### Exercice proposé 1
Donnez uniquement le nombre de lignes de la liste où figure le mot « tail ».

### Texte fourni
···
Luc 2, 1-14 – Entre banalité et gloire divine

Nous venons de lire le récit de la Nativité, et ce qui nous frappe dans ce récit de la Nativité, comme dans celui de l’Annonciation que nous avons lu dimanche, c’est la banalité, la simplicité – du moins en apparence – de cet événement.

Les parents du nouveau-né ne se distinguent en rien des autres habitants du pays : l’Evangéliste nous raconte que, comme tous les autres habitants de la région, Joseph et Marie sont sur les routes pour respecter l’injonction officielle qui leur demande d’aller se faire recenser.

Quant à la naissance de l’Enfant, elle ne se distingue en rien non plus des autres naissances : c’est la simple naissance d’un enfant, une naissance ordinaire qui n’a suscité aucun accueil spécial.

Même si dans le contexte oriental il ne faut pas donner au lieu de cette naissance une connotation misérabiliste, il n’en demeure pas moins que cette naissance est d’une grande banalité et c’est une simple mangeoire qui va servir de berceau à l’Enfant.

Aucun personnage officiel n’a été informé de cette naissance, ni l’empereur Auguste, ni le gouverneur Quirinius, mais aujourd’hui seuls les historiens et les spécialistes se penchent encore sur ces deux personnages, alors que le nom de Jésus-Christ est connu de tous.

Ceux qui sont conviés à cette naissance, ce ne sont pas des personnages officiels, mais de simples bergers qui vivent dehors et passent la nuit dans les champs pour garder leurs troupeaux, ces bergers qui dans le contexte de l’époque étaient une population méprisée dans la mesure où leur activité les empêchait d’avoir une vie religieuse régulière. Le Talmud de Babylone n’hésite pas à les ranger en compagnie des collecteurs d’impôts et des publicains, c’est-à-dire au plus bas dans l’échelle religieuse et sociale.

Oui, nous avons affaire à une naissance qui n’a rien d’exceptionnel. Et pourtant, à propos de cette naissance marquée par la banalité du lieu et des invités, l’Evangéliste parle d’un signe : Voici le signe qui vous est donné, dit aux bergers l’ange du Seigneur.
···
### Données de l'exercice
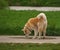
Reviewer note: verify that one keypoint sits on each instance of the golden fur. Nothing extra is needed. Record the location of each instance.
(37, 24)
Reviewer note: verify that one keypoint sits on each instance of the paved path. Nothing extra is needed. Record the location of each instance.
(35, 8)
(22, 39)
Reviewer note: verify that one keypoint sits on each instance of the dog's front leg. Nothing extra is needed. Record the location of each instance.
(35, 34)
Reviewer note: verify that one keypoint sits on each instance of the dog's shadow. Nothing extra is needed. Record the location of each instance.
(31, 38)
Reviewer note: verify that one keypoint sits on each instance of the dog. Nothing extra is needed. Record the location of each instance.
(38, 24)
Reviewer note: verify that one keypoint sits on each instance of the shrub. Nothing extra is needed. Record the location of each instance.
(3, 4)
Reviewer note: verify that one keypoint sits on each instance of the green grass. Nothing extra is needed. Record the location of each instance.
(13, 46)
(11, 21)
(35, 3)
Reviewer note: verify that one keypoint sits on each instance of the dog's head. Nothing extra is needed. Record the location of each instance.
(26, 31)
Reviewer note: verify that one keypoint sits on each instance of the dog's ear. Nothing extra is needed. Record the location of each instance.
(22, 30)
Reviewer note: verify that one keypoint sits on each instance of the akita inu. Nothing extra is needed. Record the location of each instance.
(37, 24)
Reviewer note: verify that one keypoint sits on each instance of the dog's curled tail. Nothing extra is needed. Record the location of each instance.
(41, 15)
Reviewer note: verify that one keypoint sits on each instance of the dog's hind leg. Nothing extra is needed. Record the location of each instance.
(35, 34)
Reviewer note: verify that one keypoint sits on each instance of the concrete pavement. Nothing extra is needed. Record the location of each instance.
(22, 39)
(35, 8)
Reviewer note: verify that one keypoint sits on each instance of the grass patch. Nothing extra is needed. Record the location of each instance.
(34, 3)
(11, 21)
(13, 46)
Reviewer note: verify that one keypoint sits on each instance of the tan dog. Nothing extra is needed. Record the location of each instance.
(37, 24)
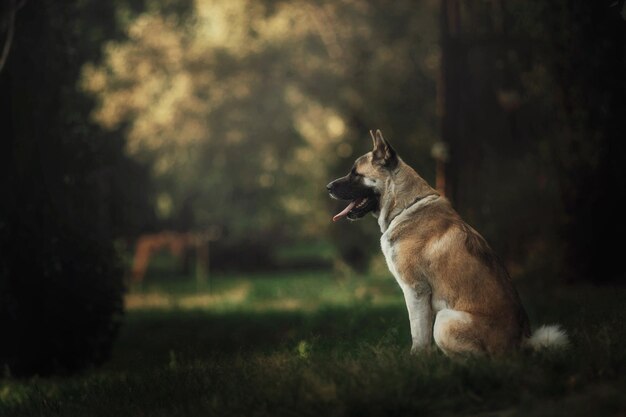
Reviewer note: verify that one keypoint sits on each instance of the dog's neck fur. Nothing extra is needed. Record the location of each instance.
(395, 203)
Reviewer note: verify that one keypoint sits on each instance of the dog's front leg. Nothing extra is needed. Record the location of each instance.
(420, 316)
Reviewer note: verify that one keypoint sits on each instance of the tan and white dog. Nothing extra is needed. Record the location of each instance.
(456, 289)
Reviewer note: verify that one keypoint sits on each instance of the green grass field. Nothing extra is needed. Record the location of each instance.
(311, 344)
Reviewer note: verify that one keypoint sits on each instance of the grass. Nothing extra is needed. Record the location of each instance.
(311, 344)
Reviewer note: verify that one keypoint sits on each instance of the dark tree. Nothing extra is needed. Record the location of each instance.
(67, 191)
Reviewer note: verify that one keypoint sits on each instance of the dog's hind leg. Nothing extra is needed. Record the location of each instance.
(455, 333)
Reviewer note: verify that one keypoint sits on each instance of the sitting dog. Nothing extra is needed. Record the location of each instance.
(456, 289)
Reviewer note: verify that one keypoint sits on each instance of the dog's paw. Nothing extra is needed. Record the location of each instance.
(421, 349)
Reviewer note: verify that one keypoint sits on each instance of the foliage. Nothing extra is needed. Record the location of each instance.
(246, 109)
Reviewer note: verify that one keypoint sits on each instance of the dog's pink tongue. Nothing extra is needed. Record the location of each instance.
(344, 212)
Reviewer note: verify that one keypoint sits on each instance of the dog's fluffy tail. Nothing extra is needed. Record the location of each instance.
(548, 337)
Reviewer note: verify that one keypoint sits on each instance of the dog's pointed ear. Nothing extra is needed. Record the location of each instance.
(383, 154)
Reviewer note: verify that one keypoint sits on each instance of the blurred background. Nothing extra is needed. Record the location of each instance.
(174, 143)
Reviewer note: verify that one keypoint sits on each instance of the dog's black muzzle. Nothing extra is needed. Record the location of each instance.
(351, 188)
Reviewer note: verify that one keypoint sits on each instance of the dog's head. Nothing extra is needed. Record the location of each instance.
(366, 182)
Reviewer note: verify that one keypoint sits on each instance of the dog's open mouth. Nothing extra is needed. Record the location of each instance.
(355, 209)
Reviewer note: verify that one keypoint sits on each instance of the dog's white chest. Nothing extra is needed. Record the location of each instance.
(389, 253)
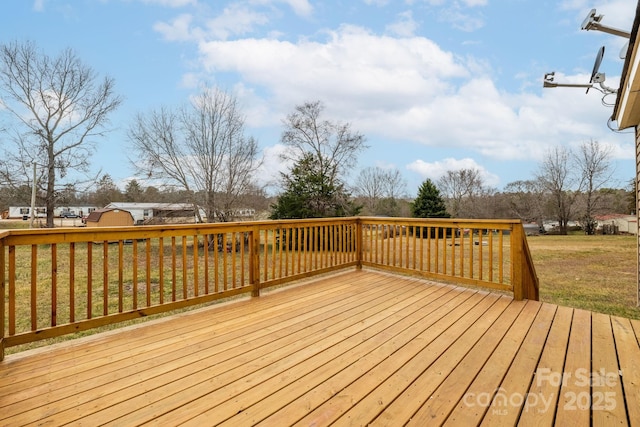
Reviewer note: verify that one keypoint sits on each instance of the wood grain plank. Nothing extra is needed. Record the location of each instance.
(540, 407)
(184, 377)
(518, 378)
(606, 389)
(439, 405)
(575, 393)
(628, 357)
(391, 386)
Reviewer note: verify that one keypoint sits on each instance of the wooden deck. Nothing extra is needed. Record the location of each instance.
(355, 348)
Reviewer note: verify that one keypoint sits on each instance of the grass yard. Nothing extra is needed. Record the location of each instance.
(595, 273)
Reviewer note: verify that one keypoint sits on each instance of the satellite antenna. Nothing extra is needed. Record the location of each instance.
(596, 77)
(592, 22)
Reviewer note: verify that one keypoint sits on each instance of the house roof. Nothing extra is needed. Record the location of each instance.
(626, 111)
(97, 214)
(156, 206)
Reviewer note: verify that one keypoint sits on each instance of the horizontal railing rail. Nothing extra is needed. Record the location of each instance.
(64, 280)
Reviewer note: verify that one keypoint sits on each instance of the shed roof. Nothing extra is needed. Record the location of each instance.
(97, 214)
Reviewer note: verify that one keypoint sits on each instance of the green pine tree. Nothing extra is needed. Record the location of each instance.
(429, 203)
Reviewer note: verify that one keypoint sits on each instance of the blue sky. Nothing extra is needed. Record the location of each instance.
(434, 85)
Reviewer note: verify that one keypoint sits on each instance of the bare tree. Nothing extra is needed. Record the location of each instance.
(526, 200)
(460, 186)
(594, 163)
(60, 106)
(202, 149)
(380, 189)
(333, 144)
(556, 176)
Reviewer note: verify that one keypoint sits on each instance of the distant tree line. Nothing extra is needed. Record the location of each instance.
(199, 153)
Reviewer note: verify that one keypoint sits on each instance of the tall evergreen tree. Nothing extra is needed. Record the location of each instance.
(309, 193)
(429, 203)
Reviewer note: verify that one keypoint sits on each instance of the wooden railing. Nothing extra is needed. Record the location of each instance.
(65, 280)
···
### Exercice proposé 2
Traduisez en anglais la phrase suivante du texte sur la Nativité : « Quant à la naissance de l’Enfant, elle ne se distingue en rien non plus des autres naissances : c’est la simple naissance d’un enfant, une naissance ordinaire qui n’a suscité aucun accueil spécial. »

### Réponse complète 1
2

### Réponse complète 2
As for the birth of the Child, it is in no way different from other births either: it is the simple birth of a child, an ordinary birth that drew no special welcome.